**Die Aufgaben:**
**1)** Aktualisieren Sie im vorliegenden Text alles ab „Per einstweiliger Anordnung“ bis hinab zu „9, anstandslos genehmigt.“, indem Sie „Stadt München“ durch „Landeshauptstadt München“ ersetzen. Geben Sie diesen Teil anschließend neu aus.
**2)** Beantworten Sie diese Fragen zum vorliegenden Text:
(a) Welches Gericht zwang die Stadt München per einstweiliger Anordnung zur Erteilung der Sondernutzungserlaubnis?
(b) Wann wurde ein erneuter Stand anstandslos genehmigt?
(c) Vor welchem Gebäude fand die Kundgebung statt?
**3)** Stimmen diese Aussagen mit dem vorliegenden Text überein? Antworten Sie jeweils mit Ja oder Nein und zitieren Sie die entscheidende Stelle wörtlich.
(a) Die Beschwerde der Landesanwaltschaft hatte Erfolg.
(b) Ein Teil des autonomen Spektrums boykottierte die Kurdistan-Veranstaltung wegen der Anwesenheit der Polizei.
(c) In Bayern stehen noch viele juristische Mittel offen.

**Vorliegender Text:**

Per einstweiliger Anordnung wurde die Stadt München dann aber vom Verwaltungsgericht gezwungen, die Sondernutzungserlaubnis zu erteilen: „… Die Antragsgegnerin hat sich durch ihre ständige Verwaltungspraxis in der Weise gebunden, dass sie derartige Informationsstände grundsätzlich erlaubt … Die Antragsgegnerin ist zu Unrecht davon ausgegangen, dass es beim Betreiben des Informationsstandes durch den Antragsteller mit an Sicherheit grenzender Wahrscheinlichkeit zu derartigen gesetzeswidrigen oder strafbaren Verhalten kommen werden kann … Die Kammer hält es auch nicht für lebensfremd davon auszugehen, dass die Auflage beachtet werden wird (vgl. Schlußsatz der Landesanwaltschaft) …"
Die Beschwerde der Landesanwaltschaft, der sich die Stadt München anschloss, wurde ebenfalls abgelehnt. Ein erneuter Stand eine Woche später wurde, außer bzgl. Info Nr. 9, anstandslos genehmigt.
Es haben sich vor allem die Widersprüche zwischen kommunalen Behörden und zentralen staatlichen Instanzen aufgezeigt, und auch die Existenz gewisser zwischen- und überbehördlicher Strukturen. Die Vorgänge, vor allem das Ausschöpfen rechtlicher Mittel und die Durchführung von Veranstaltungen auch bei offizieller Anwesenheit der Polizei haben allerdings zu einer verstärkten politischen Spaltung in München geführt. So wurde vom antiimperialistischen und von einem Teil des autonomen Spektrums die Kurdistan-Veranstaltung mehr oder weniger boykottiert, weil offizielle Polizei anwesend war. Einen Tag später wurde aber ein “Wanderkessel” im Zuge einer Kundgebung vor dem Justizministerium und einer anschließenden Demonstration in Kauf genommen. Da ist ein Widerspruch. Und, für Feyka-Kurdistan ist es ein nicht unerheblicher Erfolg, vor allem wegen der anstehenden Prozesse, offiziell, unbeanstandet und gerade vor Augen der Polizei sprechen zu können. Die juristische Ebene in Bayern ist nun in etwa ausgeschöpft, weitere Erfolge können jetzt erst mal nur auf politischer Ebene erkämpft werden.
(chi)
Münchner Lokalberichte 10 vom 8. Mai 1989, 5.

**Vorliegende Einträge:**
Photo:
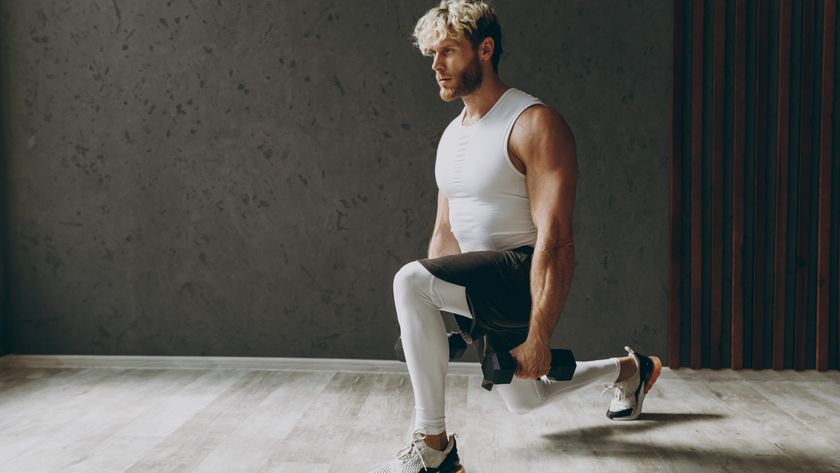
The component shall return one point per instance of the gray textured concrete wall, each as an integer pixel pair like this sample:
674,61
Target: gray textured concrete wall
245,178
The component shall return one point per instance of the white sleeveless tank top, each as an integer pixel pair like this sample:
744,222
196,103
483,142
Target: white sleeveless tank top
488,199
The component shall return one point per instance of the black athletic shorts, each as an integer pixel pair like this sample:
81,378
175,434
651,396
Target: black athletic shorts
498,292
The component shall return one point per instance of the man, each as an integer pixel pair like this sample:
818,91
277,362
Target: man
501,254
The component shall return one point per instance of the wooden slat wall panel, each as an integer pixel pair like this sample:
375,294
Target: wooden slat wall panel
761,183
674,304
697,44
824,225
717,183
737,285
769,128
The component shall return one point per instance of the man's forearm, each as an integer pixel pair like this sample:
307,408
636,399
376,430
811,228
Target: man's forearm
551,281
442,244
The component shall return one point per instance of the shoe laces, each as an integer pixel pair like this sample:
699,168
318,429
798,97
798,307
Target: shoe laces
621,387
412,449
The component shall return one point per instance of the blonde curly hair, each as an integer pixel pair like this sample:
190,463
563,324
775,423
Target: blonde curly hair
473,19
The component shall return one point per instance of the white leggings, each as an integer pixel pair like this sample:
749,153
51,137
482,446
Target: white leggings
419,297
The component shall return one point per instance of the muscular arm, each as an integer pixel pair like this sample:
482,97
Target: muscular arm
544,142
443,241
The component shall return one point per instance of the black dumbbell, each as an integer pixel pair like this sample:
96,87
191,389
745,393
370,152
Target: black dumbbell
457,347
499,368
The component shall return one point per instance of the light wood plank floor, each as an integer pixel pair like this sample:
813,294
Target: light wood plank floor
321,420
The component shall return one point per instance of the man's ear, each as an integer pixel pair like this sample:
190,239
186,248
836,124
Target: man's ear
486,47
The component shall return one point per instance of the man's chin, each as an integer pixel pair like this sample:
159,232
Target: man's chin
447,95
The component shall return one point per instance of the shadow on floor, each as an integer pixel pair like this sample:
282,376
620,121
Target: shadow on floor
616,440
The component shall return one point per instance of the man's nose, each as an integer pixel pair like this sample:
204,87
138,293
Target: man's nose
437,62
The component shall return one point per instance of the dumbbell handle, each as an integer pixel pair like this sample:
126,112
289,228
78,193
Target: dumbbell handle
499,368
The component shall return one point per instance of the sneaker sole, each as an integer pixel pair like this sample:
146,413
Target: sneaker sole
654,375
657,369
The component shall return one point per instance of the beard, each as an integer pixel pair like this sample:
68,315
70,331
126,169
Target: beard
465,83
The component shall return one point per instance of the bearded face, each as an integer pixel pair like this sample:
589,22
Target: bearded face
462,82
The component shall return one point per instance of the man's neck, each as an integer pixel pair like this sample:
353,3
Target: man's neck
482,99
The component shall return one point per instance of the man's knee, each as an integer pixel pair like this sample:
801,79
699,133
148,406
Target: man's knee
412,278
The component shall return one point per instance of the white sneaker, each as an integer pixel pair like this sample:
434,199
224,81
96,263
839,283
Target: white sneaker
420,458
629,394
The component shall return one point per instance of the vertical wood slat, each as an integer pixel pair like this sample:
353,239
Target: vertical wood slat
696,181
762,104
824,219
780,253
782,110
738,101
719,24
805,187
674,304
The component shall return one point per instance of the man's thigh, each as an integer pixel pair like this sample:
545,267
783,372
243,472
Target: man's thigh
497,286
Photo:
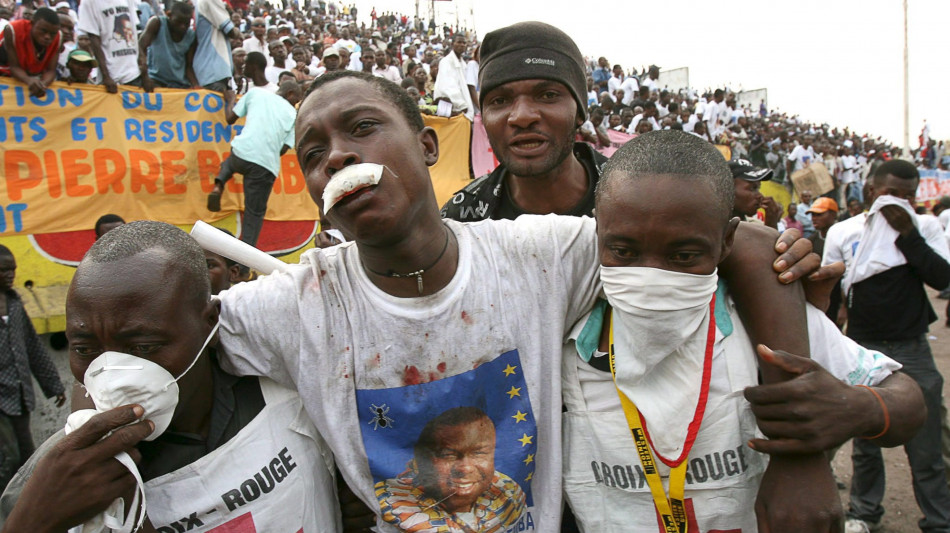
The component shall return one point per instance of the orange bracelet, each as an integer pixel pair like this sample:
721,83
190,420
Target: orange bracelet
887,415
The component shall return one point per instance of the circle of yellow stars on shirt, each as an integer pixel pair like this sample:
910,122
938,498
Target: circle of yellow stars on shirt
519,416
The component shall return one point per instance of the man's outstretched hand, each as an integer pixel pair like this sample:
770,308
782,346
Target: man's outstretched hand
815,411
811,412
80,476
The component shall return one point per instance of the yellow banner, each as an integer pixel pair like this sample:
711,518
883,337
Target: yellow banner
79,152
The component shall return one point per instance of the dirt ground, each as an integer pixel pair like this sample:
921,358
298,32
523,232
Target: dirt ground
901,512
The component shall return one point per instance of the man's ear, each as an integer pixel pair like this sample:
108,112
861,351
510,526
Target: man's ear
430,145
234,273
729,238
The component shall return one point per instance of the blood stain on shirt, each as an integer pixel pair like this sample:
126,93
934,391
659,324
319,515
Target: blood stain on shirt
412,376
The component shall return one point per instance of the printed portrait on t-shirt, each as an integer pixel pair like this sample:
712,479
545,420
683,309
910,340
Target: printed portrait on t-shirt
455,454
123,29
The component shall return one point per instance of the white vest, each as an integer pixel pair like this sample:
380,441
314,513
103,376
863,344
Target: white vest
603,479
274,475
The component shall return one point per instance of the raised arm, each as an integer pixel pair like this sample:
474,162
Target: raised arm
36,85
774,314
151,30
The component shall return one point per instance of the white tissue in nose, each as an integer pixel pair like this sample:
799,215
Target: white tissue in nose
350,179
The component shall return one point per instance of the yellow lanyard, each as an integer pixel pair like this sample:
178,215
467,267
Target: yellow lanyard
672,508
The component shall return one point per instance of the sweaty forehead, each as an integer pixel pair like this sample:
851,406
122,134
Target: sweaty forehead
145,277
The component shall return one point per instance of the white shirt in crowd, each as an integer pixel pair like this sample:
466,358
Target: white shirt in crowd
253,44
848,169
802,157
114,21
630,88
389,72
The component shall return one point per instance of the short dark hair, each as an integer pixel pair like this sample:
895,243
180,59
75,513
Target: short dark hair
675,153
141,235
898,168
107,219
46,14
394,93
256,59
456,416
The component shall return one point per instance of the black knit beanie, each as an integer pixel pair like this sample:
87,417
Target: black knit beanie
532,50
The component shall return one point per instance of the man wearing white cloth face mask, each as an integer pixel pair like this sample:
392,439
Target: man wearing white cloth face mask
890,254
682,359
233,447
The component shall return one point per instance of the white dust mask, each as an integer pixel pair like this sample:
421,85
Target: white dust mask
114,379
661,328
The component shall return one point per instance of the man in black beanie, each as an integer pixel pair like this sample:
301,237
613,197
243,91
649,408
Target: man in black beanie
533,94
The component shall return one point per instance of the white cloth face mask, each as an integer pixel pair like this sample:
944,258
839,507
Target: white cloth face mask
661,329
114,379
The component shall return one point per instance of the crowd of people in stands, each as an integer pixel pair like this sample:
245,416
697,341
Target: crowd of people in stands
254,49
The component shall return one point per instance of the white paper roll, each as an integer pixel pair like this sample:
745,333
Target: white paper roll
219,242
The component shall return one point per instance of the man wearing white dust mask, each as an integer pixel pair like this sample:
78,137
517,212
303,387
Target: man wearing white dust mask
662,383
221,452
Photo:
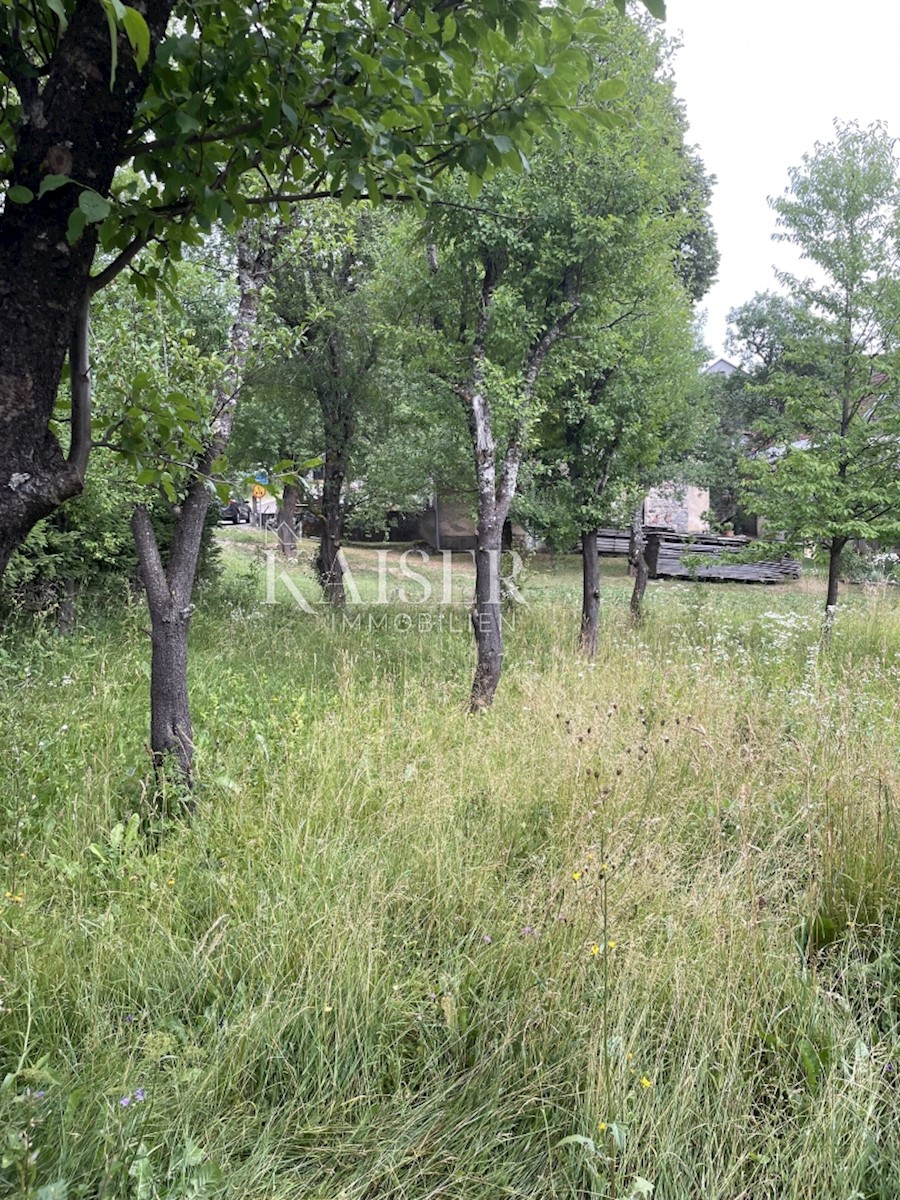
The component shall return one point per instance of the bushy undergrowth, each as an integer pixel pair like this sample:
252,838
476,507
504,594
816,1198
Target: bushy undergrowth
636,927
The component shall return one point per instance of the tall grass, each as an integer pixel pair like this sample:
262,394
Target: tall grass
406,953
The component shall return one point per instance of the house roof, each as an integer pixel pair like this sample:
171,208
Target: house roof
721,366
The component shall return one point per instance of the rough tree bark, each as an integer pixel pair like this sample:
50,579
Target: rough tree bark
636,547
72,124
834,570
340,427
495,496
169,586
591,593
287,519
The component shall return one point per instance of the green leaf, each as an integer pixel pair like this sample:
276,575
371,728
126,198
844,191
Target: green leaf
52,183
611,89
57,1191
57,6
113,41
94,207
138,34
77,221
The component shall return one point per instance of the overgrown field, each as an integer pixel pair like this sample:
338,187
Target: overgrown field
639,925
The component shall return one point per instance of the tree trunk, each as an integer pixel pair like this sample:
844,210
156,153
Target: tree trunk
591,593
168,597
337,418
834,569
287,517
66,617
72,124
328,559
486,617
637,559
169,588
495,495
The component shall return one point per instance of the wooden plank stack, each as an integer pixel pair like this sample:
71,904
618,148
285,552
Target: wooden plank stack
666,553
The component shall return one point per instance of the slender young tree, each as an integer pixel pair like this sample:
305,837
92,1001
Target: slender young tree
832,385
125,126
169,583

**Die Antworten:**
**1)**
Per einstweiliger Anordnung wurde die Landeshauptstadt München dann aber vom Verwaltungsgericht gezwungen, die Sondernutzungserlaubnis zu erteilen: „… Die Antragsgegnerin hat sich durch ihre ständige Verwaltungspraxis in der Weise gebunden, dass sie derartige Informationsstände grundsätzlich erlaubt … Die Antragsgegnerin ist zu Unrecht davon ausgegangen, dass es beim Betreiben des Informationsstandes durch den Antragsteller mit an Sicherheit grenzender Wahrscheinlichkeit zu derartigen gesetzeswidrigen oder strafbaren Verhalten kommen werden kann … Die Kammer hält es auch nicht für lebensfremd davon auszugehen, dass die Auflage beachtet werden wird (vgl. Schlußsatz der Landesanwaltschaft) …"
Die Beschwerde der Landesanwaltschaft, der sich die Landeshauptstadt München anschloss, wurde ebenfalls abgelehnt. Ein erneuter Stand eine Woche später wurde, außer bzgl. Info Nr. 9, anstandslos genehmigt.

**2)**
(a) Das Verwaltungsgericht.
(b) Eine Woche später, außer bzgl. Info Nr. 9.
(c) Vor dem Justizministerium.

**3)**
(a) Nein: „Die Beschwerde der Landesanwaltschaft, der sich die Stadt München anschloss, wurde ebenfalls abgelehnt.“
(b) Ja: „So wurde vom antiimperialistischen und von einem Teil des autonomen Spektrums die Kurdistan-Veranstaltung mehr oder weniger boykottiert, weil offizielle Polizei anwesend war.“
(c) Nein: „Die juristische Ebene in Bayern ist nun in etwa ausgeschöpft“